EXERCISE PROMPT
The data must be written out once more, precisely as given.

(Dataset records)
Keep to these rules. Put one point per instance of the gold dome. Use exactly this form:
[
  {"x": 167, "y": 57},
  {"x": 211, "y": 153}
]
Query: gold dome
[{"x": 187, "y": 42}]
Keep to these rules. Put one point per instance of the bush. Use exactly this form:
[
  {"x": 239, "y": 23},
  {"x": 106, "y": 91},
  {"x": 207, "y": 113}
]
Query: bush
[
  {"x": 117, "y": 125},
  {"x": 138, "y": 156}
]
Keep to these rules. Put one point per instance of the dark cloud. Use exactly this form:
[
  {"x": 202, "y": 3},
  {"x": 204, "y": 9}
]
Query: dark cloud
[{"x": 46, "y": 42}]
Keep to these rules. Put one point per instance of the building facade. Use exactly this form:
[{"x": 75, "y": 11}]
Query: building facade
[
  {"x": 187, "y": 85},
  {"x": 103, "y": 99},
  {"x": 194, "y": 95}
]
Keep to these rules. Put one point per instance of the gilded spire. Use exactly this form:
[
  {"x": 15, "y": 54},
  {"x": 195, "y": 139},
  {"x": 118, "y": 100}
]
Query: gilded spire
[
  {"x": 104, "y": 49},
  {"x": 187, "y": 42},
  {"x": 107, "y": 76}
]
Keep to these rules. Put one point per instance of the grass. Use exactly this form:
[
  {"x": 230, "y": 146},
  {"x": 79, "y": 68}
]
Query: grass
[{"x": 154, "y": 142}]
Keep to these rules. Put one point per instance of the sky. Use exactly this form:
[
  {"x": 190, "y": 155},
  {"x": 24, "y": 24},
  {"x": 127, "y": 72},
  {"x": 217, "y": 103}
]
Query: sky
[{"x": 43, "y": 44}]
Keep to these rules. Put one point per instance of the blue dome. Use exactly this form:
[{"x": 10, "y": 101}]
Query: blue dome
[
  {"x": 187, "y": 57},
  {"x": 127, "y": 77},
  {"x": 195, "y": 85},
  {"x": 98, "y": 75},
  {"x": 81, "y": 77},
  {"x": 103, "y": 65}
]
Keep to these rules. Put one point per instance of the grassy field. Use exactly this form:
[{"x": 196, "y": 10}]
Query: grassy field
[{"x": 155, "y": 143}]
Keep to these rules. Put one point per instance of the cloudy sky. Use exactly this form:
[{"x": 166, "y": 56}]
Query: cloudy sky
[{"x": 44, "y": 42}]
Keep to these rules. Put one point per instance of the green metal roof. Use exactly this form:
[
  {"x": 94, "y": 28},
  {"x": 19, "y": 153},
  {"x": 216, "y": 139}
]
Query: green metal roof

EXERCISE OUTPUT
Keep to these rules. Put one point per instance of the gold dome. Use exactly this form:
[
  {"x": 167, "y": 57},
  {"x": 211, "y": 153}
]
Query: gold dome
[{"x": 187, "y": 42}]
Keep to these rules. Put one point per instance of the bush. Use exactly this form:
[
  {"x": 239, "y": 23},
  {"x": 106, "y": 91},
  {"x": 207, "y": 113}
]
Query: bush
[
  {"x": 117, "y": 125},
  {"x": 138, "y": 156}
]
Keep to these rules. Put one point per instance of the dark cloud. Use exactly this form:
[
  {"x": 202, "y": 3},
  {"x": 204, "y": 9}
]
Query: dark cloud
[{"x": 46, "y": 42}]
Keep to these rules. Put one point per instance of the building facade. Use exactly this form:
[{"x": 75, "y": 11}]
Query: building facade
[
  {"x": 187, "y": 85},
  {"x": 103, "y": 99},
  {"x": 194, "y": 95}
]
Keep to these rules. Put one point per instance of the gilded spire. Use exactly this form:
[
  {"x": 15, "y": 54},
  {"x": 195, "y": 139},
  {"x": 118, "y": 100}
]
Query: gilded spire
[
  {"x": 104, "y": 49},
  {"x": 187, "y": 42},
  {"x": 107, "y": 76}
]
Keep to these rules. Put one point per instance of the grass. Use exactly this form:
[
  {"x": 230, "y": 146},
  {"x": 79, "y": 68}
]
Query: grass
[{"x": 154, "y": 142}]
Keep to these rules. Put one point per instance of the sky. Use exactly this form:
[
  {"x": 190, "y": 155},
  {"x": 24, "y": 24},
  {"x": 127, "y": 72},
  {"x": 217, "y": 103}
]
Query: sky
[{"x": 43, "y": 44}]
Keep to these rules. Put one point per instance of the blue dome. Use exactly this form:
[{"x": 10, "y": 101}]
Query: blue dome
[
  {"x": 187, "y": 57},
  {"x": 127, "y": 77},
  {"x": 195, "y": 85},
  {"x": 98, "y": 75},
  {"x": 81, "y": 77},
  {"x": 103, "y": 65}
]
Keep to these rules. Put one point per instance of the grassy field. Use exactly this form:
[{"x": 196, "y": 10}]
Query: grassy field
[{"x": 155, "y": 143}]
Keep to these rules. Put one point per instance of the cloudy sky. Use exactly this form:
[{"x": 166, "y": 56}]
Query: cloudy sky
[{"x": 44, "y": 42}]
Keep to these rules. Put one point per instance of the green metal roof. Use exactly this form:
[
  {"x": 94, "y": 28},
  {"x": 19, "y": 153},
  {"x": 216, "y": 139}
]
Query: green metal roof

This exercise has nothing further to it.